• [Extracted entries]:
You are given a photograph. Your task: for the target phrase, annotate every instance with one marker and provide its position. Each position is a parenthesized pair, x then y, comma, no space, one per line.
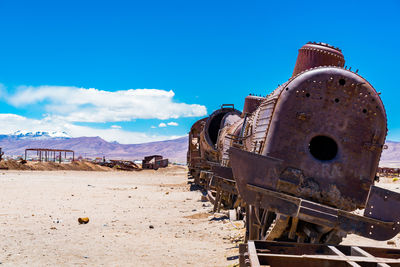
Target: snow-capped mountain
(40,135)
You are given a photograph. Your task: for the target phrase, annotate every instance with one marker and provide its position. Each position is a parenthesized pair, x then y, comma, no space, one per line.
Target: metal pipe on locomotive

• [Exercise requirements]: Swap "photograph" for "image" throughout the material above and give it back with nothing else altered. Leave the pictures out.

• [Output for this exercise]:
You are given a image. Your task: for the target phrase, annotate every instance with one marker and provide its position. Each position is a parenthesized pair, x then y, comma, no space, one per line.
Target: snow-capped mountain
(40,135)
You are given a image. Your task: for the target phrase, annotate every instance with one marker and provide its position. Each position is a parenthesized pair, x then y, comma, no space, one per line.
Target: metal pipe on locomotive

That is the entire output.